_Brano proposto_.
§

Ieri la cerimonia d'apertura del 28° Tokyo Film Festival. Sotto i riflettori il premio Oscar Helen Mirren e la giuria guidata da Bryan Singer.
di Paolo Bertolin

In foto l'attrice statunitense Hilary Swank sul red carpet del festival. In occasione della proiezione di Qualcosa di buono.
Hilary Swank (Hilary Ann Swank) (49 anni) 30 luglio 1974, Bellingham (Washington - USA) - Leone.

venerdì 23 ottobre 2015 - Festival

Una cerimonia più concisa e meno pomposa ha caratterizzato l'apertura del 28° Tokyo International Film Festival. Niente presenze imperiali, né Primo Ministro Abe quest'anno, cosa che, nel caso di quest'ultimo, ha sollevato molti dall'imbarazzo delle controversie nazionaliste propagate dalla sua retorica pubblica. A rappresentare il governo, giusto il Ministro dell'Economia, Commercio e Industria, Hayashi Motoo, che si è congratulato per i trionfi internazionali del cinema nipponico, citando il Premio alla Regia vinto a Cannes da Kurosawa Kiyoshi (senza specificare che tale premio non era per il concorso principale, ma per Un certain regard).

Sul tappeto rosso, invece, hanno fatto la loro consueta comparsa le stelle del cinema locale, tra cui si è segnalato, per la gioia delle ammiratrici, un Odagiri Jo - in gara con Foujita di Oguri Kohei - per cui il tempo pare essersi fermato, eternamente giovanile e stralunato. Elegante e affabile, la presenza di classe di Helen Mirren, a Tokyo per la prima di Woman in Gold; con vivido entusiasmo, la grande attrice britannica ha incensato gli ospiti come portatori di "una cultura di cinema che ammiriamo tutti, in tutto il mondo". Sfavillante, sul red carpet, ha sfilato anche Hilary Swank, al festival per presentare Qualcosa di buono di George C. Wolfe.

Prima della proiezione del film d'apertura, il cerimoniale ha previsto l'introduzione della giuria del concorso internazionale che anche quest'anno vede come presidente un cineasta hollywoodiano, Bryan Singer. Quest'ultimo ha rievocato le sue previe partecipazioni al festival, nel 1995 con I soliti sospetti e nel 1998 con L'allievo, quando cercò di rivolgersi al pubblico locale con un discorso preparato in giapponese, pare con risultati disastrosi. Singer si è anche dichiarato intrigato dalla sfida di un concorso caratterizzato da una grande diversità di generi. E in effetti, c'è da essere davvero curiosi dell'esito del verdetto di un consesso piuttosto disomogeneo, che include pure un autore agli antipodi di Singer, sensibile e amante di sottesi ed ellissi, come il franco-vietnamita Tran Anh Hung (Leone d'Oro di Venezia 1995 con Cyclo), la danese premio Oscar Susanne Bier, l'acclamata produttrice di Hong Kong (nonché Signora-Tsui Hark) Nansun Shi, il norvegese Bent Hamer e il giapponese Omori Kazuki.

§

_Dati disponibili_.
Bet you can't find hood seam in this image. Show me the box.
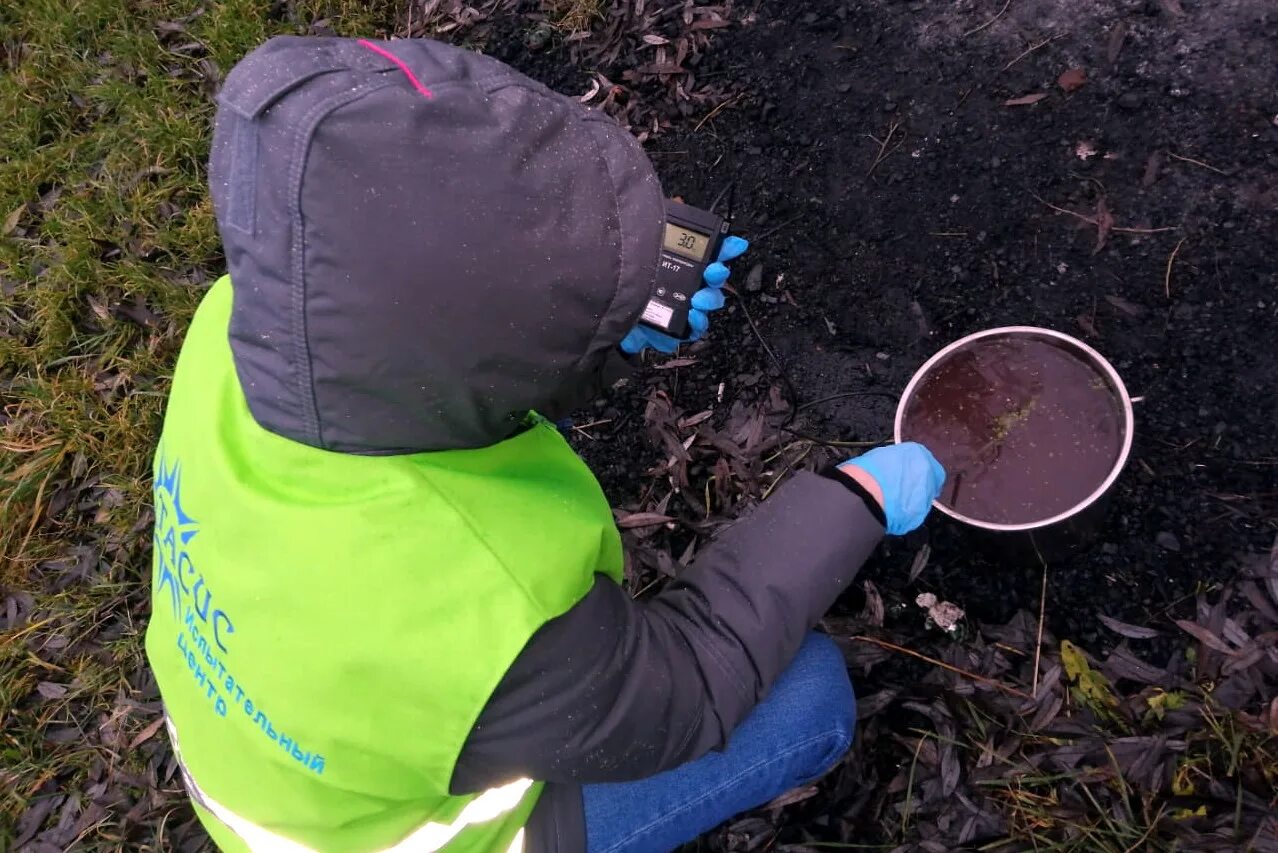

§

_Esercizi_.
1) Riscrivi il tratto del brano sul Tokyo Film Festival che inizia con le parole contenenti "Ieri la cerimonia" e termina con "Qualcosa di buono.", mettendo "tappeto rosso" al posto di "red carpet".
2) Riassumi in due frasi il brano sul Tokyo Film Festival.

_Soluzioni_.
1)
Ieri la cerimonia d'apertura del 28° Tokyo Film Festival. Sotto i riflettori il premio Oscar Helen Mirren e la giuria guidata da Bryan Singer.
di Paolo Bertolin

In foto l'attrice statunitense Hilary Swank sul tappeto rosso del festival. In occasione della proiezione di Qualcosa di buono.

2) Il 28° Tokyo International Film Festival si è aperto con una cerimonia più concisa e meno pomposa, senza il Primo Ministro Abe. Sul tappeto rosso hanno sfilato, tra gli altri, Odagiri Jo, Helen Mirren e Hilary Swank, e prima del film d'apertura è stata presentata la giuria del concorso internazionale, presieduta da Bryan Singer.